• _Action item_: Reproduce the records word for word, apart from the images they contain.

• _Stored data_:
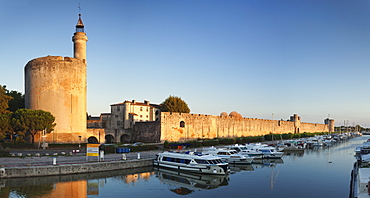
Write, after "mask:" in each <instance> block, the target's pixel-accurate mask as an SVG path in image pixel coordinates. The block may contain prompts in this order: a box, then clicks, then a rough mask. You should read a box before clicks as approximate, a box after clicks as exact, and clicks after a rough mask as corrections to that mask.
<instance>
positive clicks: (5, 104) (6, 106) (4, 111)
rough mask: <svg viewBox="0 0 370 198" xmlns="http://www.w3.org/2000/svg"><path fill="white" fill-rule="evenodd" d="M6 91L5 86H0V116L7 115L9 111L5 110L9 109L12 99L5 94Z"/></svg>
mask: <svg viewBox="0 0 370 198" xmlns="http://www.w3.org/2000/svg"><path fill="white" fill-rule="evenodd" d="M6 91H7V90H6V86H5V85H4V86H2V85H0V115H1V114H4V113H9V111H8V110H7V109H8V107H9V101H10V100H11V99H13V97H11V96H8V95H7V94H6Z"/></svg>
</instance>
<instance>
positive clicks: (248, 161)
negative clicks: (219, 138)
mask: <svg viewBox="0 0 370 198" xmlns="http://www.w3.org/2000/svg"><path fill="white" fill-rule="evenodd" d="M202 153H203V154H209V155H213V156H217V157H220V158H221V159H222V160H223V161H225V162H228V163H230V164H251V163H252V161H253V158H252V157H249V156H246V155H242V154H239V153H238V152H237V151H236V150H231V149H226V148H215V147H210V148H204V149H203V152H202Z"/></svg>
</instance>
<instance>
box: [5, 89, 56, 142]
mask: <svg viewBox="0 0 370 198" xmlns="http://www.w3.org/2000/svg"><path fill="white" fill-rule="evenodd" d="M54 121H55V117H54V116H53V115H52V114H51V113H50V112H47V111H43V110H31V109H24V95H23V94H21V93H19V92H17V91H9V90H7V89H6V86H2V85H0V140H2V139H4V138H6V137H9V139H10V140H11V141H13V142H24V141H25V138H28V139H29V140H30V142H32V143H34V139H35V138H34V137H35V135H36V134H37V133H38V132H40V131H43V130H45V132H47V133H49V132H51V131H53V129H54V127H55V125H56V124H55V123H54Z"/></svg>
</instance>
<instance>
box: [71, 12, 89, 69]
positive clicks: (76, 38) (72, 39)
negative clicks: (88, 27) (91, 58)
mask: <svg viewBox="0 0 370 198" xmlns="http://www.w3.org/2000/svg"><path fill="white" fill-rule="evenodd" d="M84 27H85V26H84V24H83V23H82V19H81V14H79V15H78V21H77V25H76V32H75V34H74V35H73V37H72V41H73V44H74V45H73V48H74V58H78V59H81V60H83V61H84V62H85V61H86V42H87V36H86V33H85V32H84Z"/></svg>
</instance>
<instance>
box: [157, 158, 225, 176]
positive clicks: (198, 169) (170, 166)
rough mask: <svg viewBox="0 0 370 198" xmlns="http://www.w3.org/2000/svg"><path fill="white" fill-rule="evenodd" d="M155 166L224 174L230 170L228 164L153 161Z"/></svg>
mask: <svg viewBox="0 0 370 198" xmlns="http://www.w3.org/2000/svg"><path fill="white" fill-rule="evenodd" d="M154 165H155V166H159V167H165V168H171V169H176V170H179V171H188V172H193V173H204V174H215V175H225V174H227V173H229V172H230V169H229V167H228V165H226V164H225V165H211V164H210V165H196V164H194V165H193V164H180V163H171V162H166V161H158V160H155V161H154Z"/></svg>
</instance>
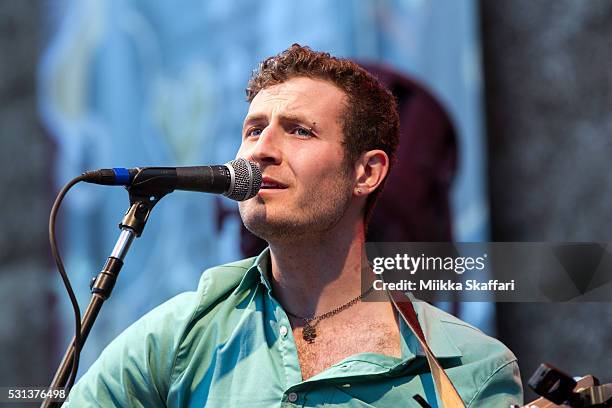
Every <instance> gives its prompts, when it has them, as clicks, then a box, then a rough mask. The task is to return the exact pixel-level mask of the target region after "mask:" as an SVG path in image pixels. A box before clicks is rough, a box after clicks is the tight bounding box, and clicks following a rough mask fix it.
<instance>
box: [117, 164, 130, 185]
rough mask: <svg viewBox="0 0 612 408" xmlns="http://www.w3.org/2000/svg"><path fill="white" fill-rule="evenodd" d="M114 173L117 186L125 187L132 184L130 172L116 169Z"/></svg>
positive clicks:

• _Exercise result_:
Write, after "mask:" in each <instance> block, the target's pixel-accurate mask as an SVG path in image pixel coordinates. The block may contain prompts in this order: a box, then clicks, then a rough mask. You should read a box before clicks as approximate, a box after clicks as exact, and clicks after a rough mask as corrections to that mask.
<instance>
positive clicks: (5, 104) (6, 106) (4, 111)
rough mask: <svg viewBox="0 0 370 198" xmlns="http://www.w3.org/2000/svg"><path fill="white" fill-rule="evenodd" d="M6 91L5 86H0V116L7 115L9 111L5 110L9 109L12 99L5 94Z"/></svg>
mask: <svg viewBox="0 0 370 198" xmlns="http://www.w3.org/2000/svg"><path fill="white" fill-rule="evenodd" d="M6 91H7V90H6V86H5V85H4V86H2V85H0V115H1V114H4V113H9V111H8V110H7V109H8V107H9V101H10V100H11V99H13V97H11V96H8V95H7V94H6Z"/></svg>
</instance>
<instance>
positive clicks: (248, 161)
negative clicks: (219, 138)
mask: <svg viewBox="0 0 370 198" xmlns="http://www.w3.org/2000/svg"><path fill="white" fill-rule="evenodd" d="M202 153H203V154H209V155H213V156H217V157H220V158H221V159H222V160H223V161H225V162H228V163H230V164H251V163H252V161H253V158H252V157H249V156H246V155H242V154H239V153H238V152H237V151H236V150H231V149H226V148H215V147H210V148H204V149H203V152H202Z"/></svg>
</instance>
<instance>
box: [5, 89, 56, 142]
mask: <svg viewBox="0 0 370 198" xmlns="http://www.w3.org/2000/svg"><path fill="white" fill-rule="evenodd" d="M54 121H55V117H54V116H53V115H52V114H51V113H50V112H47V111H43V110H31V109H24V95H23V94H21V93H19V92H17V91H9V90H7V89H6V86H2V85H0V140H2V139H4V138H6V137H9V139H10V140H11V141H13V142H24V141H25V138H28V139H29V140H30V142H32V143H34V139H35V138H34V137H35V135H36V134H37V133H38V132H40V131H43V130H45V132H47V133H49V132H51V131H53V129H54V127H55V125H56V124H55V123H54Z"/></svg>
</instance>
<instance>
box: [71, 12, 89, 69]
positive clicks: (76, 38) (72, 39)
negative clicks: (88, 27) (91, 58)
mask: <svg viewBox="0 0 370 198" xmlns="http://www.w3.org/2000/svg"><path fill="white" fill-rule="evenodd" d="M84 27H85V26H84V24H83V23H82V19H81V14H79V15H78V21H77V25H76V32H75V34H74V35H73V37H72V41H73V44H74V45H73V48H74V58H78V59H81V60H83V61H84V62H85V61H86V42H87V36H86V33H85V32H84Z"/></svg>
</instance>
<instance>
box: [157, 158, 225, 176]
positive clicks: (198, 169) (170, 166)
rough mask: <svg viewBox="0 0 370 198" xmlns="http://www.w3.org/2000/svg"><path fill="white" fill-rule="evenodd" d="M155 166L224 174L230 170L228 164L153 161Z"/></svg>
mask: <svg viewBox="0 0 370 198" xmlns="http://www.w3.org/2000/svg"><path fill="white" fill-rule="evenodd" d="M154 165H155V166H159V167H165V168H171V169H176V170H179V171H188V172H193V173H204V174H215V175H225V174H227V173H229V172H230V169H229V167H228V165H226V164H225V165H211V164H210V165H196V164H194V165H193V164H180V163H171V162H166V161H158V160H155V161H154Z"/></svg>
</instance>
Every <instance> gives its prompts, when it has them, as clicks, then a box, then a rough mask. The task is to return the exact pixel-level mask of the target region after "mask:" as an SVG path in image pixels. A box before clicks is rough, a box after clicks is the tight bounding box, and clicks following a rough mask fix it.
<instance>
box: [117, 164, 130, 185]
rough mask: <svg viewBox="0 0 612 408" xmlns="http://www.w3.org/2000/svg"><path fill="white" fill-rule="evenodd" d="M114 173L117 186L125 187L132 184L130 172L116 169Z"/></svg>
positive clicks:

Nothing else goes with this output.